*Document text*.
Gone in 60 Seconds: How to Handle a Mental Health Workshop Heckler By Howard Rosenthal, EdD on 5/9/13 - 11:31 AM

Like most of you, as a psychotherapist, book author, and educator, I am often asked to give workshops, and educational seminars. For many of us, sharing our unique expertise is a part of our professional mission.

A while back I was contacted by a church group who wanted to give a series of eight different mental health workshops during the spring. Each of the workshops would be presented by a different expert. I was going to be the final presenter, number eight, and quite frankly was looking forward to presenting.

The week prior to my lecture, the workshop coordinator contacted me. His opening question threw me off guard. "Are you still sure you want to do the seminar?"

"Of course, I do. Why wouldn't I want to present?"

"I don't think you understand, Dr. Rosenthal. There has been a heckler in the crowd and she is so mean and critical that virtually all of the speakers who came before you said they wouldn't have done it, had they known how verbally vicious this woman was."

*Work item*.
Answer these questions using the heckler article:
(a) What three roles does the author name for himself?
(b) How many mental health workshops did the church group plan for the spring?
(c) What was the first question the workshop coordinator asked the author?

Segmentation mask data
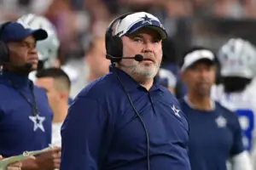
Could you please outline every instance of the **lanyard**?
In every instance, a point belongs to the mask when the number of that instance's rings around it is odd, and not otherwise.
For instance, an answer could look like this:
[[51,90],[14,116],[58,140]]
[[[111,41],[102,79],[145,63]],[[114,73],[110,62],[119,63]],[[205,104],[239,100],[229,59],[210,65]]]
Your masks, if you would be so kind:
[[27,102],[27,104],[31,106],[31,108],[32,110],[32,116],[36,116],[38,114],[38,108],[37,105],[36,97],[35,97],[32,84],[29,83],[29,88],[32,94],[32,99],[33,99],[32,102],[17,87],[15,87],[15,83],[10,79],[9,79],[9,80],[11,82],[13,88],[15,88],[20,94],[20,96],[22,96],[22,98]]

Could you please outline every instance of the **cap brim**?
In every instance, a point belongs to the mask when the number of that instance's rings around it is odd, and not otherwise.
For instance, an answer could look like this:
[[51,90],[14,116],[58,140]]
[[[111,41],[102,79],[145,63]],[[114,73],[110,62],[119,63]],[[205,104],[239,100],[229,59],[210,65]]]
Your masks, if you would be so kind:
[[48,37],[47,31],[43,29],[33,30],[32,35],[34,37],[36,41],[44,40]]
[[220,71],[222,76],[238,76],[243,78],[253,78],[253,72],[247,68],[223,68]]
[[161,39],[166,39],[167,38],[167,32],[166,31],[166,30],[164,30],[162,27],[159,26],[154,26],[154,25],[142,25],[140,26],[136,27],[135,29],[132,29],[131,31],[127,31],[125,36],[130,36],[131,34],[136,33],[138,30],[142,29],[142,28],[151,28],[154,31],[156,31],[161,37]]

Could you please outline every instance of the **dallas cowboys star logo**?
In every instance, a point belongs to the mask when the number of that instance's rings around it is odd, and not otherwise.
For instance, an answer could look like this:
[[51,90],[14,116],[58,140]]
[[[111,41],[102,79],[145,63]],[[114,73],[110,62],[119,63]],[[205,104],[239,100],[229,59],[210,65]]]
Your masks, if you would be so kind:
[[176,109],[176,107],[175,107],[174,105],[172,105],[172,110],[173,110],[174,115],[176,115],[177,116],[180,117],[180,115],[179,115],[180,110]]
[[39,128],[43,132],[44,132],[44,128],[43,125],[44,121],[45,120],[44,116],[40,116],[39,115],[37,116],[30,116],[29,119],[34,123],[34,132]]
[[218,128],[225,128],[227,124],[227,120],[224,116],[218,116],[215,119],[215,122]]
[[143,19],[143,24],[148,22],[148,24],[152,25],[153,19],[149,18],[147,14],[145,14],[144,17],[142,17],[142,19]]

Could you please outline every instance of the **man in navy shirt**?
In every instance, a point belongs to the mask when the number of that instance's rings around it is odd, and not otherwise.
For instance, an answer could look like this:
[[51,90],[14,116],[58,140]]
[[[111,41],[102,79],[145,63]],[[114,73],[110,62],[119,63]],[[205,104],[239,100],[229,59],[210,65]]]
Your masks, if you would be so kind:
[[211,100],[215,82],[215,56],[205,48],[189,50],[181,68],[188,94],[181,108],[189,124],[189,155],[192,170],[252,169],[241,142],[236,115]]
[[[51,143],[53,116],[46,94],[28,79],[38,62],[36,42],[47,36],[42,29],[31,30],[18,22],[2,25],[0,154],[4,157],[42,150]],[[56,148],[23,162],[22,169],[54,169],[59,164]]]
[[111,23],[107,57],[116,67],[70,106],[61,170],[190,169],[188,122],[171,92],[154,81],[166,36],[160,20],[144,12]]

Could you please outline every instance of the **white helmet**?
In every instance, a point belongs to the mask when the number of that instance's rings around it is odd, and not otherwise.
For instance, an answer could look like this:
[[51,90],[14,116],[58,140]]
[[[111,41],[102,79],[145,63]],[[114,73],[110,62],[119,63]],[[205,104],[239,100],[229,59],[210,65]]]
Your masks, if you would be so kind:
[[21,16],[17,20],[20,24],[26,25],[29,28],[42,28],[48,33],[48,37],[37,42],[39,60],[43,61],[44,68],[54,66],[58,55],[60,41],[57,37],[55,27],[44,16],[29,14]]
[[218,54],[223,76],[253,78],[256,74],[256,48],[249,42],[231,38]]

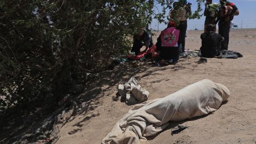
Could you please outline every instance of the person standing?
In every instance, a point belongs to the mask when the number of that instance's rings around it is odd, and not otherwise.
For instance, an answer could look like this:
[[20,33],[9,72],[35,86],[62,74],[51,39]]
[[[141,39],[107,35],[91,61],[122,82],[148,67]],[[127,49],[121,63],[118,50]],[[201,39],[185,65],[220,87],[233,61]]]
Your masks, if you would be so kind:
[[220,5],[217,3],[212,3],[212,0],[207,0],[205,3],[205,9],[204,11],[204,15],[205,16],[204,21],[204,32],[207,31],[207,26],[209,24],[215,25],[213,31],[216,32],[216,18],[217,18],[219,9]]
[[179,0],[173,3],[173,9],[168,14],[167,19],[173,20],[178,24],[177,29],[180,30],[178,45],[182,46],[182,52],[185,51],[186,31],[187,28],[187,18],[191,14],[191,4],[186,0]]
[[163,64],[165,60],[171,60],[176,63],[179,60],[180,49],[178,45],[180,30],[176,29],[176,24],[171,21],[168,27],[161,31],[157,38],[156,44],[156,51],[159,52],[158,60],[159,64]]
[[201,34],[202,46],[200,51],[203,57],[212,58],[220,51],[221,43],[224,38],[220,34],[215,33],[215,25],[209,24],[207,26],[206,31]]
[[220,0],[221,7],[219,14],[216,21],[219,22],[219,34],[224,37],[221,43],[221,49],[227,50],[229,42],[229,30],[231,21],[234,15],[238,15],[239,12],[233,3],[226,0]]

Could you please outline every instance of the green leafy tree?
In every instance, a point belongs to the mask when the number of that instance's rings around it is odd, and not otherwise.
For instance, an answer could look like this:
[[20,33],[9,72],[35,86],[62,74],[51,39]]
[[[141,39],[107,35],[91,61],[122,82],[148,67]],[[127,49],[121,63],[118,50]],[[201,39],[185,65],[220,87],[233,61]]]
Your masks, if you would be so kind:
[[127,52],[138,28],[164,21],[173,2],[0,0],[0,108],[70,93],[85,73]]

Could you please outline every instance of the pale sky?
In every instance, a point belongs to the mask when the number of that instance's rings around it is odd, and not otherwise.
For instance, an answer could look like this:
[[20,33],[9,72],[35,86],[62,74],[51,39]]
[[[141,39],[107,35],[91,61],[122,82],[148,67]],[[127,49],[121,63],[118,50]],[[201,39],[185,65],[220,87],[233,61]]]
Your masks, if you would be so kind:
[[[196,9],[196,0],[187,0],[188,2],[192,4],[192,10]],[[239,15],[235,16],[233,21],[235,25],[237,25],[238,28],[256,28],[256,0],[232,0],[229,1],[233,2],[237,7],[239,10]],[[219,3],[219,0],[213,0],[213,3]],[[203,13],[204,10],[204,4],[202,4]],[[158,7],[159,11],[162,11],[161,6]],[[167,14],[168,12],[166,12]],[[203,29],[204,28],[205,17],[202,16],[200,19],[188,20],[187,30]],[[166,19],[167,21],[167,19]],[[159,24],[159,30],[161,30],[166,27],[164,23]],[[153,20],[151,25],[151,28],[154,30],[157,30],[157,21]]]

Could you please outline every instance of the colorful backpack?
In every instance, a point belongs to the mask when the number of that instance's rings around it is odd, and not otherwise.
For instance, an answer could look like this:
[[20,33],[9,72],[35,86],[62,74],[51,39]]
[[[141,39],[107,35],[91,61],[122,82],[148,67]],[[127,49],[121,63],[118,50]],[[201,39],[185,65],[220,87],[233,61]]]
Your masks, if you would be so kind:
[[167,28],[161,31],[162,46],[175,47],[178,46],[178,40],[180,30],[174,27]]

*Result*.
(a) Psychotherapist, book author, and educator.
(b) Eight.
(c) "Are you still sure you want to do the seminar?"